▶ _PARTS OF THE EXERCISE_
a: From the Jamerson text, output the stretch from "Jamerson grew up" through "Petersburg Police Academy.", copied word for word.
b: Based on the Jamerson text, answer yes or no for each statement below and quote the words from the text that decide it. (i) Jamerson was the first black student at Bishop Barry High School. (ii) Jamerson attended Gibbs High School. (iii) Jamerson won a full term as Commissioner of Education in 1994.

▶ _TEXT_
***
Douglas Lee "Tim" Jamerson, Jr. (October 16, 1947 – April 21, 2001) was a Florida Commissioner of Education. He was appointed to the position in 1993 after former Betty Castor resigned to become President of the University of South Florida. He was defeated in his bid for a full term in 1994 by Frank Brogan.

Jamerson grew up in the poor neighborhoods in St. Petersburg, Florida. He planned to attend Gibbs High School, but his grandmother encouraged him to go to Bishop Barry High School (now St. Petersburg Catholic High School) instead, where he was the school's first black student. Jamerson graduated from St. Petersburg Junior College and received his bachelor's degree in criminal justice from the University of South Florida. He also was a graduate of St. Petersburg Police Academy.
***
▶ _SUPPLIED INFORMATION_
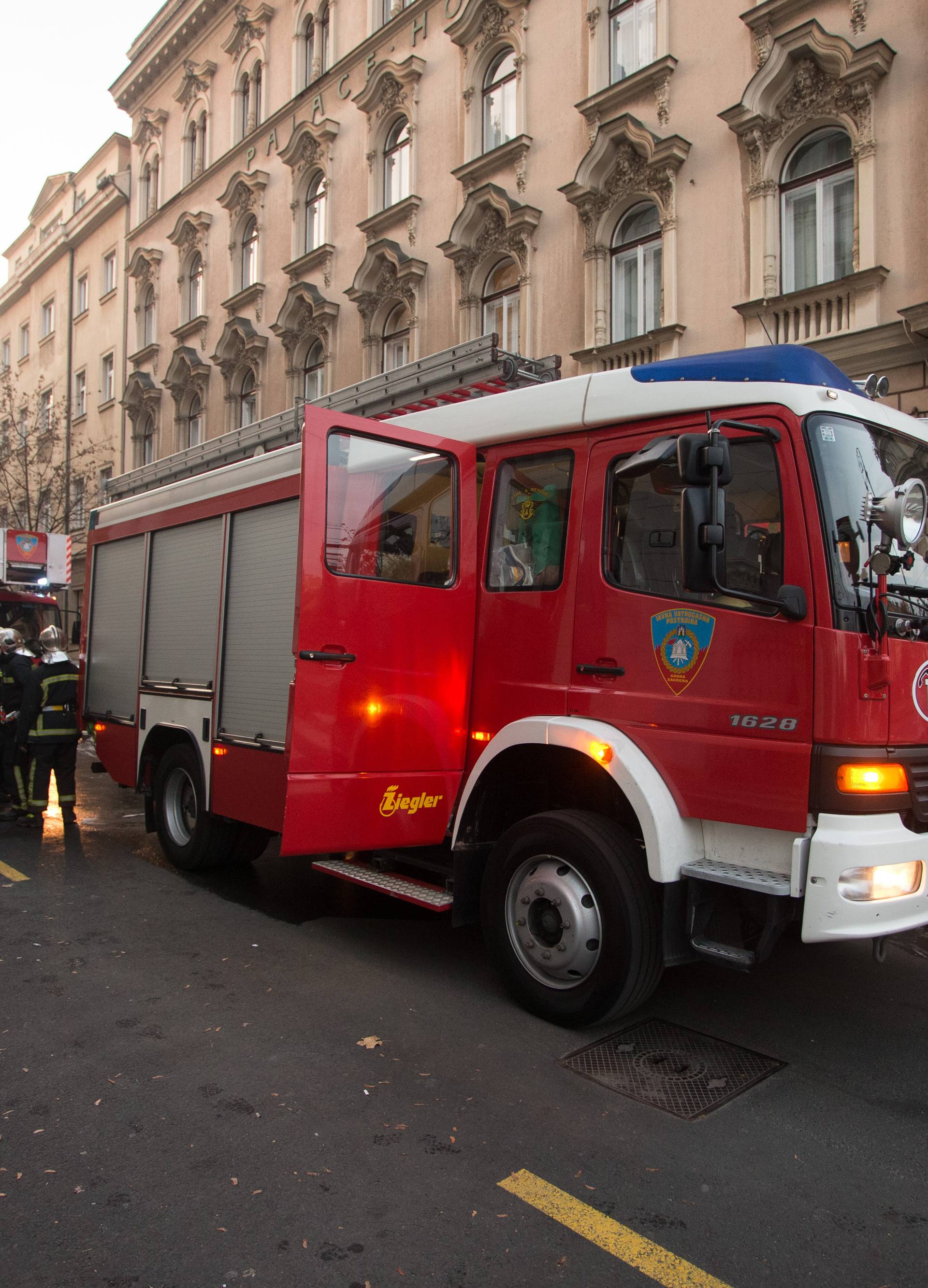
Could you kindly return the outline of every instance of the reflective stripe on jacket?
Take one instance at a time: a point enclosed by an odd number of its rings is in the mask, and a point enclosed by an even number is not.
***
▶ _ANSWERS FOR THE TASKS_
a:
Jamerson grew up in the poor neighborhoods in St. Petersburg, Florida. He planned to attend Gibbs High School, but his grandmother encouraged him to go to Bishop Barry High School (now St. Petersburg Catholic High School) instead, where he was the school's first black student. Jamerson graduated from St. Petersburg Junior College and received his bachelor's degree in criminal justice from the University of South Florida. He also was a graduate of St. Petersburg Police Academy.

b:
(i) Yes: "where he was the school's first black student"
(ii) No: "his grandmother encouraged him to go to Bishop Barry High School (now St. Petersburg Catholic High School) instead"
(iii) No: "He was defeated in his bid for a full term in 1994 by Frank Brogan."